Work request:
Please write the next part of the piece on cataracts and glaucoma below, starting right after its final sentence.

Excerpt:
What’s the difference between a cataract and glaucoma?
The eye is a complicated (but brilliantly designed) organ. With so many different parts of the eye, comes several problems or eye diseases you can get. Cataracts and glaucoma are two common eye conditions which we will go into more detail below.
Cataracts
The lens sits just behind the iris and serves to focus light onto the retina, allowing us to see. When we are born, the eye is completely clear. As we age, the lens can slowly degrade and become cloudy and brown in colour, diminishing the quality of the light it lets in.
A cataract is a clouding or loss of transparency in the eye’s natural lens. The lens is composed of proteins called crystallins. When young and healthy, these proteins keep the lens clear; with age, the proteins break down and clump together, causing the lens to lose clarity and a cataract to form.
Cataracts degrade vision and cause images to appear fuzzy, cloudy or blurry, like looking through a dirty window. Cataracts are the major cause of blindness among people over 55 years.
Cataracts generally develop gradually, as part of normal ageing, but may occur in younger individuals due to taking certain medications (like steroids), smoking, diabetes, excessive alcohol drinking or eye trauma. Cataracts can also be caused by some types of eye surgery. Rarely babies can be born with congenital cataracts.
When a cataract becomes bad enough, and the vision starts to interfere with daily function and a person’s quality of life, it can be removed surgically and replaced with a clear, artificial lens.
Normal, healthy clear lens, allowing clear vision.
Cataract, obscuring the light that enters the eye, and clouding vision.
A cataract can be replaced with an artificial lens to improve vision.
Glaucoma
Glaucoma is very different from a cataract. Glaucoma occurs when the pressure in the eye damages the nerve that connects the eye to the brain, the optic nerve, resulting in reduced peripheral vision.
What is eye pressure?
Think of the eye like a soccer ball. If you pump up a soccer ball, it becomes extra firm with high pressure. Let all the air out, and the ball gets softer with the walls sunk in. Like the ball, the eye’s pressure can vary, depending on how easily fluid made within the eye is allowed to drain. If drainage is obstructed, the pressure on your eye can rise.
The optic nerve is the nerve at the back of the eye that connects the eye to the brain. Without it, the brain cannot register what the eye is seeing. This nerve is quite sensitive to raised pressure, which can damage it. The damage is slow, painless, and does not affect one’s vision until very late in the disease’s course. Pressure-related damage is progressive and irreversible, and cannot be repaired.

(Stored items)
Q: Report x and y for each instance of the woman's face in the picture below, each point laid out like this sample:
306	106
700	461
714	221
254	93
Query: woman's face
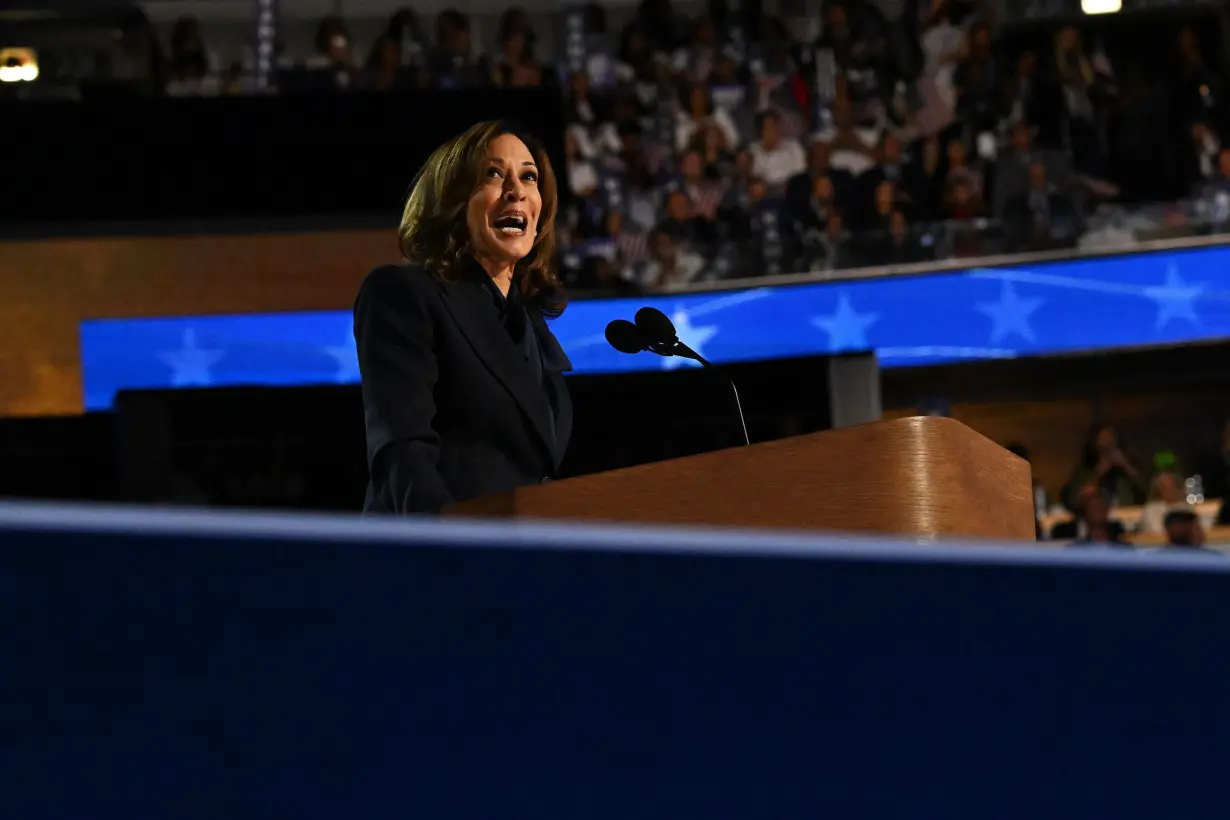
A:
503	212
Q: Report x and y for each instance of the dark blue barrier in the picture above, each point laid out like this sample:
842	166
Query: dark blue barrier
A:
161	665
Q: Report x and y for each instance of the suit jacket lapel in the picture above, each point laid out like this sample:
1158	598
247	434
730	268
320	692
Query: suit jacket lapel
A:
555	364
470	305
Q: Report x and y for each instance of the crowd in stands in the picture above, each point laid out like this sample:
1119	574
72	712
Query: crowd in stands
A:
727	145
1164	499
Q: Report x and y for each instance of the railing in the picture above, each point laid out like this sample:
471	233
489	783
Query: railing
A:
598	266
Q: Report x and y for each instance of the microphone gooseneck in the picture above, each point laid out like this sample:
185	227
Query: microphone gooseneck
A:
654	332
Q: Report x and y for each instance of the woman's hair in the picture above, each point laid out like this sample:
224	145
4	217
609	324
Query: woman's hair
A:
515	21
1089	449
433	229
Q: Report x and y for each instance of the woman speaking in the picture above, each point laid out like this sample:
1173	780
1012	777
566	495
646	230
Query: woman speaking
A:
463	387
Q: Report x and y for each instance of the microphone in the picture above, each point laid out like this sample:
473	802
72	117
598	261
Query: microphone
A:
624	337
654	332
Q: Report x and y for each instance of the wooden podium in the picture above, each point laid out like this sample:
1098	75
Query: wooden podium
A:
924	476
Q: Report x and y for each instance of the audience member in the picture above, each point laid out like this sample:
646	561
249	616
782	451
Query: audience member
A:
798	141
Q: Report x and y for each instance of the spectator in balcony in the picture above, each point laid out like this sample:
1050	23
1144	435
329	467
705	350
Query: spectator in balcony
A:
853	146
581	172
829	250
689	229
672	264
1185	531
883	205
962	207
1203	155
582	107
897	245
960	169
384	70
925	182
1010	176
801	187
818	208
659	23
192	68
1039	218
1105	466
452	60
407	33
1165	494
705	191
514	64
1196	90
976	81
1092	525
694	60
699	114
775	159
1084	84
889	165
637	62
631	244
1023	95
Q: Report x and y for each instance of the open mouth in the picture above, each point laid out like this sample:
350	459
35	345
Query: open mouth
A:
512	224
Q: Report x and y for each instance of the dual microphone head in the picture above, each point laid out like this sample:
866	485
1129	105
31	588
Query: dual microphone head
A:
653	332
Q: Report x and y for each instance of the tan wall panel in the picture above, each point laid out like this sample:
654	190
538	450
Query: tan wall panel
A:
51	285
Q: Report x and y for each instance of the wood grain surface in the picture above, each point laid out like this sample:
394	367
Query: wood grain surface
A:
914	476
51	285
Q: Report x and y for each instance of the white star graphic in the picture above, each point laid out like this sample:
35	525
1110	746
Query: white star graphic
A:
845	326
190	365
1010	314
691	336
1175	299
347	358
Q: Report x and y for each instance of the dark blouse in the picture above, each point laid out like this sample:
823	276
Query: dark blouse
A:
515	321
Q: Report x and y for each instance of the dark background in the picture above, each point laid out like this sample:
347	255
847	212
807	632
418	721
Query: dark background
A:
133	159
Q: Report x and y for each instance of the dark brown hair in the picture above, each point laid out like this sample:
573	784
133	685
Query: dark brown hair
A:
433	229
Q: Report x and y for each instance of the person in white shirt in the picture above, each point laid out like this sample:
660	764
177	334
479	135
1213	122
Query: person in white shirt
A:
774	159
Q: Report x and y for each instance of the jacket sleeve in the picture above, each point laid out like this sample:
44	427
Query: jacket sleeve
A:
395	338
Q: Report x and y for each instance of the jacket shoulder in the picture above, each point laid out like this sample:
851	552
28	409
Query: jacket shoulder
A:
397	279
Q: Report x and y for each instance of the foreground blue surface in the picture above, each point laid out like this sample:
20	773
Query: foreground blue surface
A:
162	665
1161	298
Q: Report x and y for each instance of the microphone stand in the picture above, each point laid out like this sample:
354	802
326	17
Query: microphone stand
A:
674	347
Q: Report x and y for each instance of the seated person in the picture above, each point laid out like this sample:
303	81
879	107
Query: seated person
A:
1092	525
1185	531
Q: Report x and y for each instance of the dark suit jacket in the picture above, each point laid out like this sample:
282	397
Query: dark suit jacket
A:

Exercise output:
Unlike cataracts, glaucoma cannot be cured, but it can be effectively managed over time. Control of eye pressure, either through daily eye drops, gentle laser or glaucoma surgery, can halt the progress of glaucoma and preserve one’s vision for life. Early detection and meticulous monitoring of the optic nerve over time are the keys to good management of glaucoma.
What does a cataract look like?
A cataract is cloudiness, or opacity, of the normal human lens. The lens sits behind the iris and focuses light onto the retina, allowing us to see. For most of our lives, the lens is clear. However, age and certain diseases (e.g. diabetes) can cause it to become cloudy over time. This is a cataract.
When a cataract becomes bad enough, and the vision starts to interfere with daily function and a person’s quality of life, it can be removed surgically and replaced with a clear, artificial lens.
There are different types of cataract, depending on where in the lens the cloudiness (opacity) is found. These types often occur in combination.
1. Nuclear cataract
A nuclear cataract is an opacity throughout the whole body of the lens. This can cause yellowing/brown discolouration of the vision, and a generalised decline in the quality of the vision. If no other form of cataract is associated, nuclear cataracts may not obscure vision until they are quite developed.
2. Cortical cataract
Like spokes of a wheel, cortical cataracts are found close to the outside edges of a cataract, at the front or back surface. These often cause increased scattering of light, causing the symptoms of glare in sunlight, or difficulty driving at night due to bothersome oncoming headlights.
3. Posterior subcapsular cataract (PSC)
This particular kind of cataract is found at the very back of the lens, at the centre. While small, this cataract is placed at the visually most important part of the lens, the nodal point, through which all light rays pass.
Because of their position on the lens, PSC cataracts are visually disturbing from early on and can progress more quickly than other cataract forms. They are found more commonly in diabetics and people who are short-sighted.
Normal, healthy clear lens, allowing clear vision.
Cataract, obscuring the light that enters the eye, and clouding vision.
A cataract can be replaced with an artificial lens to improve vision.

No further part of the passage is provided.